What you need to do: Copy out the rows below word for word, leaving out the pictures.

═══ Entries supplied

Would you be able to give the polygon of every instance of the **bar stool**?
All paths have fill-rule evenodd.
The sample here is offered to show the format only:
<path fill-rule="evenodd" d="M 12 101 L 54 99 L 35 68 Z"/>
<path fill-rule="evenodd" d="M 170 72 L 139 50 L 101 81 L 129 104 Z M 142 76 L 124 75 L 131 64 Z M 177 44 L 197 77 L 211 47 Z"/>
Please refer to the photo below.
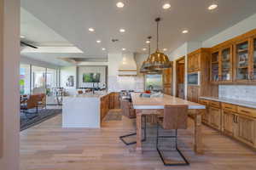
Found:
<path fill-rule="evenodd" d="M 131 102 L 129 99 L 120 99 L 120 108 L 122 110 L 122 115 L 126 116 L 127 118 L 130 119 L 135 119 L 136 118 L 136 111 L 135 110 L 132 108 L 131 106 Z M 146 120 L 146 116 L 143 116 L 144 118 L 144 138 L 143 139 L 142 139 L 142 142 L 146 141 L 146 138 L 147 138 L 147 132 L 146 132 L 146 126 L 147 126 L 147 120 Z M 119 139 L 120 140 L 126 145 L 131 145 L 131 144 L 134 144 L 137 142 L 136 141 L 132 141 L 132 142 L 126 142 L 125 140 L 125 138 L 130 137 L 130 136 L 134 136 L 137 135 L 137 133 L 132 133 L 130 134 L 125 134 L 123 136 L 120 136 Z"/>
<path fill-rule="evenodd" d="M 156 150 L 164 163 L 165 166 L 184 166 L 189 165 L 185 156 L 177 148 L 177 129 L 187 129 L 187 120 L 188 120 L 188 105 L 165 105 L 163 117 L 159 117 L 157 122 L 157 137 L 156 137 Z M 175 135 L 172 136 L 160 136 L 159 127 L 161 127 L 166 130 L 175 130 Z M 166 163 L 163 155 L 159 149 L 159 139 L 160 138 L 170 138 L 175 139 L 175 149 L 180 156 L 183 158 L 184 162 L 182 163 Z"/>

══════

Response to this exercise:
Would you be able to give the polygon of every instance of the **bar stool**?
All paths have fill-rule evenodd.
The sample here is offered to show the format only:
<path fill-rule="evenodd" d="M 12 101 L 54 99 L 35 68 Z"/>
<path fill-rule="evenodd" d="M 170 72 L 139 50 L 101 81 L 129 104 Z M 142 76 L 124 75 L 131 64 Z M 177 44 L 197 77 L 211 47 Z"/>
Please refer to the photo below.
Found:
<path fill-rule="evenodd" d="M 131 102 L 129 99 L 120 99 L 120 108 L 122 110 L 122 115 L 126 116 L 127 118 L 130 119 L 135 119 L 136 118 L 136 111 L 135 110 L 132 108 L 131 106 Z M 146 120 L 146 116 L 143 116 L 144 118 L 144 138 L 143 139 L 142 139 L 142 142 L 146 141 L 146 138 L 147 138 L 147 132 L 146 132 L 146 126 L 147 126 L 147 120 Z M 119 139 L 120 140 L 126 145 L 131 145 L 131 144 L 134 144 L 137 142 L 136 141 L 132 141 L 132 142 L 126 142 L 125 140 L 125 138 L 130 137 L 130 136 L 134 136 L 137 135 L 137 133 L 132 133 L 130 134 L 125 134 L 123 136 L 120 136 Z"/>
<path fill-rule="evenodd" d="M 156 150 L 164 163 L 165 166 L 184 166 L 189 165 L 185 156 L 177 148 L 177 129 L 187 129 L 187 120 L 188 120 L 188 105 L 165 105 L 163 117 L 159 117 L 157 122 L 157 137 L 156 137 Z M 175 135 L 172 136 L 160 136 L 159 127 L 161 127 L 166 130 L 175 130 Z M 166 163 L 163 155 L 159 149 L 159 139 L 160 138 L 170 138 L 175 139 L 175 149 L 180 156 L 183 158 L 184 162 L 182 163 Z"/>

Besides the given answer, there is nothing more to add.